→ Directions for this task
Copy the data again from the line that contains "Run detection for large green" through the end, keeping every line, and add 82 to each bounding-box coordinate in the answers.
# # #
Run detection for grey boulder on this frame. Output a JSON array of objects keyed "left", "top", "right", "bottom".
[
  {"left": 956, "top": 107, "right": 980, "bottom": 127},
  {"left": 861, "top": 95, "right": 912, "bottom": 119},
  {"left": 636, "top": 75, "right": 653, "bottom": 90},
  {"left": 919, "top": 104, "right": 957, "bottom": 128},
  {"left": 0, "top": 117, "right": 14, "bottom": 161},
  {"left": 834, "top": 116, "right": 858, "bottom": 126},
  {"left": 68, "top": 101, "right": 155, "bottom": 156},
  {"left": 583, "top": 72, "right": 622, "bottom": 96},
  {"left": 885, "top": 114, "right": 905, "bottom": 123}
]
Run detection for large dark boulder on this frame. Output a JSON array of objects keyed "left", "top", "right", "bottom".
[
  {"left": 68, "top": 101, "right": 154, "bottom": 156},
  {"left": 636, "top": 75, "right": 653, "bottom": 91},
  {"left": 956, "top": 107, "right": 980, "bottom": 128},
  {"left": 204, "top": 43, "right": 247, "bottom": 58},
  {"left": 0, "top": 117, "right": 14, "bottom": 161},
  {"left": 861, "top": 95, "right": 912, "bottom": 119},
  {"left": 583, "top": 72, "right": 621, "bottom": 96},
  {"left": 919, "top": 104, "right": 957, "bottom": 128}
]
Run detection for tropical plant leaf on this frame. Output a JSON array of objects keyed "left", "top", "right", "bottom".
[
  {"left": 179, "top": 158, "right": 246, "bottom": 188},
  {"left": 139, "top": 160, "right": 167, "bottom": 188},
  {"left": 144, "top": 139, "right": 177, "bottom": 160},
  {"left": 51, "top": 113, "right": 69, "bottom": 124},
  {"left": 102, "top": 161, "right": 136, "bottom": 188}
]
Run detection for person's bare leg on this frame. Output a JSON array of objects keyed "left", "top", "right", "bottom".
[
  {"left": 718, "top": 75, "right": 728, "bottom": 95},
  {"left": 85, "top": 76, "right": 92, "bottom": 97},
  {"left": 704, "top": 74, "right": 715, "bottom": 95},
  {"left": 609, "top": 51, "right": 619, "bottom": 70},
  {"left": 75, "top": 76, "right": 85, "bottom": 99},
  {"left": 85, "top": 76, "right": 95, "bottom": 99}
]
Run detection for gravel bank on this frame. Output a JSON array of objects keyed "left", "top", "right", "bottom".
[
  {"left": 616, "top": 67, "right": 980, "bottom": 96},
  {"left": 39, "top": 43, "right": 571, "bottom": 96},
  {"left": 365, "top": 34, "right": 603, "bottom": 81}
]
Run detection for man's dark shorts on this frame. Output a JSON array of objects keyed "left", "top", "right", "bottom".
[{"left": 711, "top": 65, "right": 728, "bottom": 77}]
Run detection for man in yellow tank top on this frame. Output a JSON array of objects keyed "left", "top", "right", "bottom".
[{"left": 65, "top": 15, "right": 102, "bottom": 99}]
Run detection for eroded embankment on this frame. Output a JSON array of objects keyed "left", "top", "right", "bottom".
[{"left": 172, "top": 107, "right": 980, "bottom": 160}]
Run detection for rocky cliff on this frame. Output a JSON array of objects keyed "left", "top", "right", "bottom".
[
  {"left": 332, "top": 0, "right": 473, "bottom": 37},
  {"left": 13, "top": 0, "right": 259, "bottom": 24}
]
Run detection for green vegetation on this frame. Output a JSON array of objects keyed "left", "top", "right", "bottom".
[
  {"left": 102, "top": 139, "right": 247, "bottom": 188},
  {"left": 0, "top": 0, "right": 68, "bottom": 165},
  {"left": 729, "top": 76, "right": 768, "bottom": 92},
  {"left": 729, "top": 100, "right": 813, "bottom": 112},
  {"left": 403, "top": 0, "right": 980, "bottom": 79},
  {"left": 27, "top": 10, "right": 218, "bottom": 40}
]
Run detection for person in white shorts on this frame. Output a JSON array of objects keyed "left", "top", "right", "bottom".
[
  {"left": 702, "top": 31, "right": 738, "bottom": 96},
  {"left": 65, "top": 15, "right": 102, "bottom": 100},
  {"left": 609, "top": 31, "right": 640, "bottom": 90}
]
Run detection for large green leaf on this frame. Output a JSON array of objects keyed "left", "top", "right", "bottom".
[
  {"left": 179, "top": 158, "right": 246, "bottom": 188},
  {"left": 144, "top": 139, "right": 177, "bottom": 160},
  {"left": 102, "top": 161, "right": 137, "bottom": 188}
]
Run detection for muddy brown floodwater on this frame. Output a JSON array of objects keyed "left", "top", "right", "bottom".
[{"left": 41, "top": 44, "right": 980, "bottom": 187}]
# # #
→ Solved problem
Run detection for large green leaf on this frame. Output a JSON array of objects keyed "left", "top", "right", "bottom".
[
  {"left": 261, "top": 240, "right": 328, "bottom": 270},
  {"left": 226, "top": 221, "right": 259, "bottom": 242},
  {"left": 184, "top": 243, "right": 219, "bottom": 270}
]
Run detection for muddy brown floodwater on this frame. Output a JSON array of objects keyed "left", "top", "right", "bottom".
[{"left": 123, "top": 126, "right": 1062, "bottom": 269}]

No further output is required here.